In the U.S., or even in Europe, it seems a regular rite of passage for one ascending beyond adolescence to take a sort of a roadtrip to find oneself – to know what it is that one can accomplish and live with beyond the comforts of one’s environment. The roadtrip gives one the opportunity to experience different cultures, different opinions, different surroundings, and most of all, the chance to test the limits of one’s endurance and character, and what one would make of one’s resources in situations where your family or usual go-to friends would not be of assistance. In other words, you find out who you really are and what you’re capable of because you’re forced to and with limited resources.
When I told friends and family I was taking a roadtrip around the U.S. for several weeks, the reactions ranged from shock to worry to ridicule. When that failed to faze me, they’d find some logical reason to justify my wanting to go on a solo trip – sans husband, sans friend and sans familiar connections. “Are you alright?” “Is there something wrong?” “Are you going there to look for a job?” “Are you going to look for a boyfriend?” My mum called me several times to ask me what my husband would do for a month in Singapore without me. Well, I guess he has lived decades before he met me; he’d do fine without me for a month.

Stored records:
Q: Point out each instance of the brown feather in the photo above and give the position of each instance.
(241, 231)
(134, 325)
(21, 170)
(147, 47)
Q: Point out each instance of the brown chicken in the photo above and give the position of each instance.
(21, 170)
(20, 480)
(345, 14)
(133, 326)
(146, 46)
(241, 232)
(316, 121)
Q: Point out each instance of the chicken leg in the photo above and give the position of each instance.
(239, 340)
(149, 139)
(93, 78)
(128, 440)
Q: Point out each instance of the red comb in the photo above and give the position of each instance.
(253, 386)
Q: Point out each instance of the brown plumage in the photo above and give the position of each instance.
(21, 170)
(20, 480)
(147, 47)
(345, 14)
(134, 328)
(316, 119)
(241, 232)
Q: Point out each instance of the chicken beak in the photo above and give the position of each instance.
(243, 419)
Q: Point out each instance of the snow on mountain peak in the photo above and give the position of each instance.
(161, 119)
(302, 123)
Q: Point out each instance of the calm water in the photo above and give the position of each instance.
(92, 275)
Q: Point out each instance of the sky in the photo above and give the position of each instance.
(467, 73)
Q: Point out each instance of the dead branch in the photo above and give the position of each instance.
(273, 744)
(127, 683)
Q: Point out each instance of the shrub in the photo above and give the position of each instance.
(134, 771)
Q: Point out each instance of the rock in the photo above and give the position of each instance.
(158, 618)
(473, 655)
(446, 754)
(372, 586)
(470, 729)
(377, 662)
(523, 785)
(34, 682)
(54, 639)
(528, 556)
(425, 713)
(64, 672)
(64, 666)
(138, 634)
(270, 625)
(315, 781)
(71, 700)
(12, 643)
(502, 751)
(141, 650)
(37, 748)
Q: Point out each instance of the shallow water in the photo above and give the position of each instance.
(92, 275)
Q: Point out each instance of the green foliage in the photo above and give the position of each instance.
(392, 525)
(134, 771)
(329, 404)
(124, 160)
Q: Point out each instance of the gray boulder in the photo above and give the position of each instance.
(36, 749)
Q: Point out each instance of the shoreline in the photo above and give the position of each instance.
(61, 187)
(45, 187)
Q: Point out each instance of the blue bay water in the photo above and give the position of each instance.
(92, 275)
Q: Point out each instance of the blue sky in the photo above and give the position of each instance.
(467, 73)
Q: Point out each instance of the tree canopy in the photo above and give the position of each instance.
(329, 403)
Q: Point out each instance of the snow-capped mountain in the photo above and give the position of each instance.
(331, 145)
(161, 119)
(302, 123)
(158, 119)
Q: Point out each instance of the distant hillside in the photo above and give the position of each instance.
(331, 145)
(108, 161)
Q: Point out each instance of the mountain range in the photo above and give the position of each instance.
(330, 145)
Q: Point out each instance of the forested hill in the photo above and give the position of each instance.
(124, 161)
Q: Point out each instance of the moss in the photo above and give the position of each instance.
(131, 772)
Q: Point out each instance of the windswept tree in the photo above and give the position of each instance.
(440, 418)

Set exercise: Pick up the essay on the solo U.S. roadtrip after its last sentence and extend it by a few paragraphs in the same first-person voice.

Right answer:
The reason I wanted to go on this roadtrip to the U.S. is that I’m turning 30 next month. To many of you, it might not be a big deal, but to me, it is a turning point in my life where just months before, about the time I started this blog, I experienced a quarter-life crisis, and pondered seriously the direction of my life as I cross the next lap of this long race. It seemed to me that I have worked so hard all my life – from the time I was a little girl, where I strived to be the best pianist, best student, best at art, best at Maths, best at English, best at writing, best daughter, to when I was a teenager, where I worked multiple odd jobs to be independent from the parochial claws of my family, to when I was a young adult, where I worked backbreakingly to put myself through college, in the hopes that one day I will be the best journalist or writer I could be and that one day, I will be able to study in America, which has produced the “best minds of our generation”, such as Allen Ginsberg, Langston Hughes, Martin Luther King Jr., Walt Whitman, Emily Dickinson, Sylvia Plath, T.S. Eliot, among countless others.
But at one month before age 30, this has not happened. Not because I’m not capable enough or that I don’t work hard enough or that I just don’t try hard enough. It took me long enough, but I graduated with a 4.0 GPA and summa cum laude in the top 1% of my class. I have not been able to be the best that I can be, because I’m stuck in a country, where real journalism is non-existent and true professionalism is an industry marketing façade and where education is a farce for middle-class half-wits to feel good about themselves.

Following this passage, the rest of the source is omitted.